**To do:**
[A] Answer each question from the data cloning text.
(i) In the alternative data cloning approach, what value is given to the multiply argument?
(ii) When cloning replicates within clusters, which quantity does cloning go with?
(iii) In the Poisson GLMM, what distribution do the alpha_i terms follow?
[B] Reproduce everything in the data cloning text from "dcfit2 <- dc.fit(data" down to "m, matrices transposed.".

**Text section:**
---
Alternative data cloning approach:

model <- custommodel("model {
  for (k in 1:K) {
    for (i in 1:n) {
      for (j in 1:m) {
        Y[i,j,k] ~ dbern(p[i,j,k])
        logit(p[i,j,k]) <- alpha[i,k] + beta[1] + beta[2] * X[i,j]
      }
      alpha[i,k] ~ dnorm(0, 1 / sigma_sq)
    }
  }
  beta[1] ~ dnorm(0, 0.01)
  beta[2] ~ dnorm(0, 0.01)
  sigma_sq ~ dgamma(0.001, 0.001)
}")
dat <- list(Y = dcdim(array(Y, c(n, m, 1))), 
    X = matrix(x, n, m), 
    n = n, m = m, K = 1)
dcfit2 <- dc.fit(data = dat, 
    params = c("beta", "sigma_sq"), 
    model = model, n.iter = 1000,
    n.clones = c(1, 2, 4, 8),
    unchanged = c("n", "m", "X"), multiply = "K")

Cloning replicates within clusters

Cloning goes with m, matrices transposed.

model <- custommodel("model {
    for (i in 1:n) {
        for (j in 1:m) {
            Y[j,i] ~ dbern(p[j,i])
            logit(p[j,i]) <- alpha[i] + beta[1] + beta[2] * X[j,i]
        }
        alpha[i] ~ dnorm(0, 1 / sigma_sq)
    }
    beta[1] ~ dnorm(0, 0.01)
    beta[2] ~ dnorm(0, 0.01)
    sigma_sq ~ dgamma(0.001, 0.001)
}")
dat <- list(Y = t(Y), 
    X = t(matrix(x, n, m)), 
    n = n, m = m)
dcfit3 <- dc.fit(data = dat, 
    params = c("beta", "sigma_sq"), 
    model = model, n.iter = 1000,
    n.clones = c(1, 2, 4, 8),
    unchanged = "n", multiply = "m")

Compare disgnostic results

dcdiag(dcfit1)
dcdiag(dcfit2)
dcdiag(dcfit3)

Poisson GLMM

The model: $(Y_{i} \mid \lambda_i) \sim Poisson(\lambda_{i})$, $i = 1, 2, \ldots, n$, $log(\lambda_i) = \alpha_i + \mathbf{X}^{\top}_{i} \mathbf{\beta}$, and $\alpha_i \sim Normal(0, \sigma^2)$.
---
**Record extracts:**

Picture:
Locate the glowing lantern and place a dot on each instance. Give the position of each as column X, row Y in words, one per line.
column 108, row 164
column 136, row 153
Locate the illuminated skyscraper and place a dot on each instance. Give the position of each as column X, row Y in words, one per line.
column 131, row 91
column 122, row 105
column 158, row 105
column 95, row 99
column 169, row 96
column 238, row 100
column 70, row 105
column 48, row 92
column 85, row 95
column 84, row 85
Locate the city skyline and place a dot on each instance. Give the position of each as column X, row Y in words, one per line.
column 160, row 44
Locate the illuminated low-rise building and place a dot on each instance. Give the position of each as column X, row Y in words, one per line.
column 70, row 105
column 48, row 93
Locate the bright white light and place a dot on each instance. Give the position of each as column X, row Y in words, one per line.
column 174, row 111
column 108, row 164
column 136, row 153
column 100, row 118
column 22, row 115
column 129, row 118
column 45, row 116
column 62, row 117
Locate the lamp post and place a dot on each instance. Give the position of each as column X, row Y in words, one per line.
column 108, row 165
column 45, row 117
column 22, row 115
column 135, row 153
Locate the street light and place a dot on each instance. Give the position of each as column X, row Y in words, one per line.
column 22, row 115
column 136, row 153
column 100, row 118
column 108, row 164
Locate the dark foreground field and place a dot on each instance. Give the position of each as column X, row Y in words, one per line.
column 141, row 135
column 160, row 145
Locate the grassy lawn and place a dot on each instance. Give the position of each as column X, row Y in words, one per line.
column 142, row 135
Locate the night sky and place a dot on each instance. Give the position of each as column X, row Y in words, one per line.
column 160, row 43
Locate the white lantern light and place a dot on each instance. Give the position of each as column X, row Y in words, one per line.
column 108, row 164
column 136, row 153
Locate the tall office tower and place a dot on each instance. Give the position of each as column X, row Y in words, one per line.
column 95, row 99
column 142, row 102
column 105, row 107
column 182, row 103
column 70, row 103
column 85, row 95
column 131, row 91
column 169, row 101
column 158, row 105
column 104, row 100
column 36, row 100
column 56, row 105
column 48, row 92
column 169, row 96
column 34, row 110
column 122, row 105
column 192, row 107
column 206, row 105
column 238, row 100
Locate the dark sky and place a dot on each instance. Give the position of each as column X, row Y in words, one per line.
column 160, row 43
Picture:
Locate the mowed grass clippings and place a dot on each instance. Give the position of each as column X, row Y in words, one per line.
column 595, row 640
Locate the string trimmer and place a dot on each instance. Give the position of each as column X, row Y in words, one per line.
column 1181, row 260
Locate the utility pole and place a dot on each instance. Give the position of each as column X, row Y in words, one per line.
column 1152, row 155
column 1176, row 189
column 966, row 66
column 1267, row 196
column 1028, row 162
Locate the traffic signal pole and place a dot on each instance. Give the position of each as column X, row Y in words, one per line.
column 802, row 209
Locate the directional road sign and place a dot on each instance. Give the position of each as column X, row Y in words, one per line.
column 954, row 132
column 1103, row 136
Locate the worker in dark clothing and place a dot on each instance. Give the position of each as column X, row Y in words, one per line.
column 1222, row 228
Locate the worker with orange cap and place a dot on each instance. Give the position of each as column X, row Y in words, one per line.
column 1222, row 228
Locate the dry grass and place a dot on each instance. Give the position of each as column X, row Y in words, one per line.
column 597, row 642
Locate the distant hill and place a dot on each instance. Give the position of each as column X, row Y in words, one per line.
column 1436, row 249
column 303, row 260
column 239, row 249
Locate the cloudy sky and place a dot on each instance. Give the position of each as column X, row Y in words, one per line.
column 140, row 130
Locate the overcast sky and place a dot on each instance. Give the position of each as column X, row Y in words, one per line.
---
**Answer set:**
[A]
(i) "K"
(ii) m
(iii) Normal(0, σ²)

[B]
dcfit2 <- dc.fit(data = dat, 
    params = c("beta", "sigma_sq"), 
    model = model, n.iter = 1000,
    n.clones = c(1, 2, 4, 8),
    unchanged = c("n", "m", "X"), multiply = "K")

Cloning replicates within clusters

Cloning goes with m, matrices transposed.